··· Excerpted data ···
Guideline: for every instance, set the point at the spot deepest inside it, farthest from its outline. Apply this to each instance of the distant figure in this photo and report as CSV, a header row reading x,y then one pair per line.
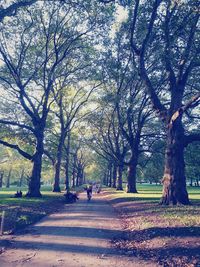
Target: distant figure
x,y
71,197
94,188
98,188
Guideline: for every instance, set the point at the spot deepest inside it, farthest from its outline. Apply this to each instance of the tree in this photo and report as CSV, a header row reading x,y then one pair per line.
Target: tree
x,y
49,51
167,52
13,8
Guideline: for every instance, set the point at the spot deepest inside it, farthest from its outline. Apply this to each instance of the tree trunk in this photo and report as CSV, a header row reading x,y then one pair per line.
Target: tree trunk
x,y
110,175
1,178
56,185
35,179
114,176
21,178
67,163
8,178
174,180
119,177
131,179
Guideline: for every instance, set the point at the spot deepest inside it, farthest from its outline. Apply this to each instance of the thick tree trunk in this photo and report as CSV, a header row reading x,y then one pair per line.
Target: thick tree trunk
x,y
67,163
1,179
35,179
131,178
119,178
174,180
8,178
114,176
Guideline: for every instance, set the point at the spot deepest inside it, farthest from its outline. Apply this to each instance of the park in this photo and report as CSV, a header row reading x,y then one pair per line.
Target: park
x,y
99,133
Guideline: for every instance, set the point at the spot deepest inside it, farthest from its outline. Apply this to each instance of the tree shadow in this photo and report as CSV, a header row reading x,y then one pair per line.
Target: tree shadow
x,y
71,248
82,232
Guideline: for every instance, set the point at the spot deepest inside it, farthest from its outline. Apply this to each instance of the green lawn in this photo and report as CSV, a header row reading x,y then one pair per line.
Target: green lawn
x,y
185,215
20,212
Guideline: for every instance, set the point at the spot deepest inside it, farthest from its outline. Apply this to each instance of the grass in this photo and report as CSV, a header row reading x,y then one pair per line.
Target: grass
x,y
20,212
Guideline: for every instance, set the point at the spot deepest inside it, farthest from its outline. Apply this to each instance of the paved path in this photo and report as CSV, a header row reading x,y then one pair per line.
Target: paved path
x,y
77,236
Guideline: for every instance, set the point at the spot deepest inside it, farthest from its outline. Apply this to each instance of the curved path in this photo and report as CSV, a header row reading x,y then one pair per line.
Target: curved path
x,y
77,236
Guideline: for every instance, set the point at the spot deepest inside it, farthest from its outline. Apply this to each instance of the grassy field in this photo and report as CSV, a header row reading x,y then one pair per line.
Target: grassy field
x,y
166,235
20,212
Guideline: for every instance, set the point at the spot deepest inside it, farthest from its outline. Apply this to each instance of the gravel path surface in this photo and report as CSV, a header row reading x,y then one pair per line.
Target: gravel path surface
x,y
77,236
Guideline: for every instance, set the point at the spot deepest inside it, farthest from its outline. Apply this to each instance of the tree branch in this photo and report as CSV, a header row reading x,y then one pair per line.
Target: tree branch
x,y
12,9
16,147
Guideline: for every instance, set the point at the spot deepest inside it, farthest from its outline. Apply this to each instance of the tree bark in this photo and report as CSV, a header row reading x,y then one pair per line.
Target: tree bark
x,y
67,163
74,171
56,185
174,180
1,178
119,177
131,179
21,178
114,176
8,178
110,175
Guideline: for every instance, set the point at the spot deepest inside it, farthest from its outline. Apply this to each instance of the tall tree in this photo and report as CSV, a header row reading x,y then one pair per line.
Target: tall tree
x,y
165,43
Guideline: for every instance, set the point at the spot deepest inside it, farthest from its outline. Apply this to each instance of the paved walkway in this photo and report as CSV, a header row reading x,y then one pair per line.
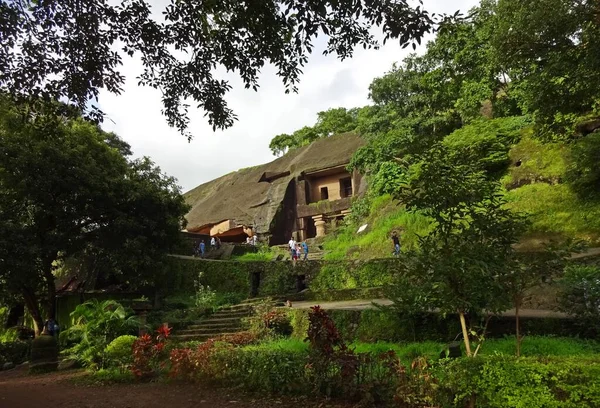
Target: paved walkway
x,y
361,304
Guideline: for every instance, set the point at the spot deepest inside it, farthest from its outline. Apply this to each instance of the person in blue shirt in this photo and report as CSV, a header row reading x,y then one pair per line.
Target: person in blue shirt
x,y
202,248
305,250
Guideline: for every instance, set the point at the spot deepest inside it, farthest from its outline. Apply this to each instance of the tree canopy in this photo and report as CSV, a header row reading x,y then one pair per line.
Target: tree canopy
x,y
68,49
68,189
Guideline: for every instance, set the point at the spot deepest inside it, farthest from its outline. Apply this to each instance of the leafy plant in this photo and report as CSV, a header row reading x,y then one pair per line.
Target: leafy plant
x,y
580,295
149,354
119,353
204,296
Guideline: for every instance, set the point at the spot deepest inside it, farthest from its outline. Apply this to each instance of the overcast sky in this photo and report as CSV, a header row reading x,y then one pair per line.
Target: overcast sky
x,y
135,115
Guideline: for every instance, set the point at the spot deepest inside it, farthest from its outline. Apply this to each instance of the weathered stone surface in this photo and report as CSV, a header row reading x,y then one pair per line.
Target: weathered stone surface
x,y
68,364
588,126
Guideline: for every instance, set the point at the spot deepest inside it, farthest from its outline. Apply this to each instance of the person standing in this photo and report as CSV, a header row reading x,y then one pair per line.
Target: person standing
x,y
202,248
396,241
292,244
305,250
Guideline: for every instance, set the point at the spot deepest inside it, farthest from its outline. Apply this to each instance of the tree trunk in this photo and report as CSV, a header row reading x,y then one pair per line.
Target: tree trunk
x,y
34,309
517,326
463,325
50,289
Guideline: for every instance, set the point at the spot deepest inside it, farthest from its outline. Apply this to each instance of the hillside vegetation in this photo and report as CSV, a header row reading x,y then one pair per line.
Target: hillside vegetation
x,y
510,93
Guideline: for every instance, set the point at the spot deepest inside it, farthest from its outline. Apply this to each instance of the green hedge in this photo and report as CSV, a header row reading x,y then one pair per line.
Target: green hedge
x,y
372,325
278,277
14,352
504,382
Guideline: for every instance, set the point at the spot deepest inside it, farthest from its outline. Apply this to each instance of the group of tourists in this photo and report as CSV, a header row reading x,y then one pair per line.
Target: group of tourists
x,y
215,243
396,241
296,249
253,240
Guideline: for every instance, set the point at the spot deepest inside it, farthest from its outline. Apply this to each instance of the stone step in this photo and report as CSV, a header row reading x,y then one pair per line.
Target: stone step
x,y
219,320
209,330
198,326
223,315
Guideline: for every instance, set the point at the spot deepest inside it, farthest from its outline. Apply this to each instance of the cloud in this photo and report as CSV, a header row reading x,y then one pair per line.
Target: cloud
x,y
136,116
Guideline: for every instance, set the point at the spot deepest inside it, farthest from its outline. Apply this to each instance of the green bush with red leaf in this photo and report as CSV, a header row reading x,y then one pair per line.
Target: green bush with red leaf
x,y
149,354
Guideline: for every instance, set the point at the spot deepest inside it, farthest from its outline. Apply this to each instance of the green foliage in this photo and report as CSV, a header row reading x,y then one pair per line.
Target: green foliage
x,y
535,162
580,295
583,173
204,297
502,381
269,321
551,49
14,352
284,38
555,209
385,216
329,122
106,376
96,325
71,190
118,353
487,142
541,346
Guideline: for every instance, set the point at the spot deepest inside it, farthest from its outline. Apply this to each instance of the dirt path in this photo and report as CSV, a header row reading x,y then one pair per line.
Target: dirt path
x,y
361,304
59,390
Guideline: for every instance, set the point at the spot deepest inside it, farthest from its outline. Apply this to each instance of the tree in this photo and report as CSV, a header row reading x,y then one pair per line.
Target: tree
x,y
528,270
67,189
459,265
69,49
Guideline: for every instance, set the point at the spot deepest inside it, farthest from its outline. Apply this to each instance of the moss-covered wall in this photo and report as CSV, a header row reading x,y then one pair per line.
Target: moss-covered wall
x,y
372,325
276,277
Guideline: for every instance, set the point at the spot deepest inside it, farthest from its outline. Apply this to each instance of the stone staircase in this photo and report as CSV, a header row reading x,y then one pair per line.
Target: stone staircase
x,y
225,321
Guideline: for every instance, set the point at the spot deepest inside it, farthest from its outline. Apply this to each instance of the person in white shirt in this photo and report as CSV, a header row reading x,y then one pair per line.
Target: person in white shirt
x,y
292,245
···
Only the pictures are to be dropped; all other material above must be repeated exactly.

• Task solution:
Guideline: for every instance, set the point at the spot deepest inside it, farthest from its outline. Apply this to each instance of the distant figure in this photo and report as CSV, a header row reading x,y then one pair per line.
Target: distant figure
x,y
71,197
94,188
98,188
Guideline: for every instance, set the point at the spot deepest inside it, farthest from its outline. Apply this to each instance of the tree in this photo and report as CSV, a header row reading x,y then one pair per line.
Target: tree
x,y
49,51
167,52
13,8
Guideline: for every instance, set the point at the spot deepest inside it, farthest from its outline. Apply this to each instance of the tree trunk in this photo and report as CSV, a header row reading x,y then one pair per line.
Target: tree trunk
x,y
110,175
1,178
56,185
35,179
114,176
21,178
67,163
8,178
174,180
119,177
131,179
Guideline: for every instance, set the point at the spot deepest inside it, farthest from its outline. Apply this to each instance of the thick tree trunk in this photo and report as CSV, a header row reading x,y then one pair per line.
Target: thick tree trunk
x,y
67,163
1,179
35,179
131,178
119,178
174,180
8,178
114,176
Guideline: for every instance, set the point at the spot deepest inside it, farthest from its outline. Apply this to each instance of the park in this photo and report as CSV, a header row reading x,y then one pair per line.
Target: park
x,y
99,133
Guideline: for every instance, set the point at the spot deepest inside it, farthest from its outline. Apply this to each instance of the tree shadow in this photo and report as CSV, a header row reading x,y then one pair per line.
Target: tree shadow
x,y
71,248
82,232
Guideline: for every instance, set the point at the spot deepest inside it, farthest from its outline. Apply this to each instance of the green lawn in this photo and report as CSV, a header row reading x,y then one pair per line.
Target: green lawn
x,y
185,215
20,212
Guideline: for every instance, set the point at the spot deepest inside it, farthest from its outline. Apply this to each instance of the grass in this photo and report as CSV, a header row reading x,y then one pair per line.
Target: grass
x,y
20,212
Guideline: for every instance, set the point at the spot deepest inside it, farthest from its outline. Apply this to each instance of the paved path in this photo and report as CSV, a header row reading x,y then one pair per line.
Target: paved path
x,y
77,236
Guideline: for every instance, set the point at the spot deepest inside it, farthest from its outline. Apply this to each instance of the curved path in this photo and report as CSV, a header row reading x,y then one pair per line.
Target: curved path
x,y
77,236
Guideline: for every instance, set the point at the spot deepest inside it, farthest from its outline. Apply this to each instance of the grassy field in this photo and report as CSV, a header row reading x,y then one pair per line.
Target: grassy field
x,y
166,235
20,212
Guideline: for every instance, set the point at the spot deepest inside it, farthest from its outline. Apply this to each instance of the gravel path surface in this photo and report as CSV, a header row reading x,y then one pair per line.
Target: gravel path surface
x,y
77,236
Guideline: for every instance, set the point at the spot deepest inside it, farthest from its outline. Apply this to each instance of the tree branch in this photo and report as CSV, a header row reading x,y then one pair per line.
Target: tree branch
x,y
12,9
16,147
Guideline: for every instance, set the point at the spot deepest inside it, farthest from its outline. Apply this to each instance of the tree bark in this photo and report as CSV, a header row reading x,y then one pair per line.
Target: tree bark
x,y
67,163
74,171
56,185
174,180
1,178
119,177
131,179
21,178
114,176
8,178
110,175
Guideline: for every instance, set the point at the spot deepest inside it, farthest from its outline. Apply this to each instance of the tall tree in this photo and report as CSV, a header row reading x,y then one pair per line.
Target: tall tree
x,y
165,43
Guideline: for every instance, set the point at the spot deepest inside it, farthest from its outline. Apply this to each instance of the paved walkway in this photo and report as CSV, a header row reading x,y then one pair per line.
Target: paved walkway
x,y
361,304
Guideline: for every instance, set the point at the spot deepest inside it, farthest from its outline. Apply this to each instance of the person in blue shirt in this photo and report as CSV, a header row reading x,y then one pair per line.
Target: person in blue shirt
x,y
202,248
305,250
Guideline: for every instance, set the point at the spot deepest inside it, farthest from its outline. Apply this to each instance of the tree canopy in this photo and report as CSV, a header row reading x,y then one pair per line.
Target: tree canopy
x,y
68,49
68,189
Guideline: for every instance, set the point at the spot deepest inside it, farthest from its outline. Apply this to each instance of the leafy plant in this photo and report as CSV, a header row reading x,y then one pair per line.
Target: leafy plant
x,y
580,295
149,354
119,353
204,296
Guideline: for every instance, set the point at the spot deepest inside it, farthest from its outline. Apply this to each instance of the overcast sky in this photo and report as CSV, a header row reading x,y then one pair per line.
Target: overcast sky
x,y
135,115
Guideline: for every instance, set the point at the spot deepest inside it, farthest from its outline. Apply this to each instance of the weathered stone surface in this photo and report as CSV, a header row reading x,y then one pair per line.
Target: weathered stone surface
x,y
68,364
588,126
Guideline: for every instance, set the point at the spot deepest inside it, farthest from its outline. Apply this to each instance of the person standing in this photo and report as CSV, a header row reading x,y then one pair per line.
Target: person standing
x,y
202,248
396,241
292,244
305,250
Guideline: for every instance, set the point at the spot deepest inside it, farthest from its outline. Apply this to each instance of the tree trunk in this photo and report as CSV, a header row reading x,y then one pair per line.
Target: tree trunk
x,y
34,309
517,326
463,325
50,289
Guideline: for every instance, set the point at the spot deepest inside it, farthest from its outline. Apply this to each instance of the hillside vegetation in this photo and report as CSV, a header row reading x,y then one pair per line.
Target: hillside vegetation
x,y
510,93
Guideline: for every instance, set the point at the spot deepest inside it, farthest from its outline. Apply this to each instance of the green hedge in this photo and report as CSV, a header row reading x,y then one pair per line.
Target: green hedge
x,y
372,325
278,277
14,352
504,382
Guideline: for every instance, set the point at the spot deepest inside it, farthest from its outline. Apply this to each instance of the group of tourists in this photo and report as CSV, a header row reading x,y then one pair per line.
Target: group of tourists
x,y
215,243
396,241
296,249
253,240
Guideline: for every instance, set the point at the spot deepest inside it, farthest from its outline. Apply this to each instance of the stone step in this photo and report as CSV, a header row reading x,y then one pair per line.
Target: stone step
x,y
219,320
209,330
198,326
223,315
Guideline: for every instance, set the point at the spot deepest inside it, farthest from its outline. Apply this to each instance of the cloud in this photo and report as CSV, a header row reading x,y then one pair per line.
Target: cloud
x,y
136,116
Guideline: for every instance, set the point at the spot deepest inside it, farthest from its outline. Apply this to each instance of the green bush with red leaf in this photo and report as CSV, a header row reading x,y then one pair per line.
Target: green bush with red leaf
x,y
149,354
Guideline: for every instance, set the point at the spot deepest inside it, farthest from its outline. Apply this to each instance of the green foliage in this photo and report as CSV, a header row reading x,y then one pair per line.
Target: green foliage
x,y
535,162
580,295
583,173
204,297
502,381
269,321
551,49
14,352
284,38
555,209
385,216
329,122
106,376
96,325
71,190
118,353
487,142
541,346
Guideline: for every instance, set the point at the spot deepest inside it, farthest from its outline. Apply this to each instance of the dirt path in this photo and report as CSV, a header row reading x,y then one pair per line.
Target: dirt path
x,y
361,304
59,390
Guideline: for every instance, set the point at the spot deepest inside it, farthest from its outline. Apply this to each instance of the tree in this photo and report as CSV, a header row reading x,y then one pair per line.
Target: tree
x,y
528,270
67,189
459,265
69,49
Guideline: for every instance, set the point at the spot deepest inside it, farthest from its outline. Apply this to each instance of the moss-covered wall in this photo and report as CSV, a header row reading x,y then one pair per line.
Target: moss-covered wall
x,y
372,325
276,277
Guideline: for every instance, set the point at the spot deepest inside it, farthest from its outline. Apply this to each instance of the stone staircase in this photo and report as CSV, a header row reading x,y then one pair per line.
Target: stone staircase
x,y
225,321
Guideline: for every instance, set the point at the spot deepest inside it, farthest from its outline. Apply this to each instance of the person in white shirt in this photo and report as CSV, a header row reading x,y then one pair per line.
Target: person in white shirt
x,y
292,245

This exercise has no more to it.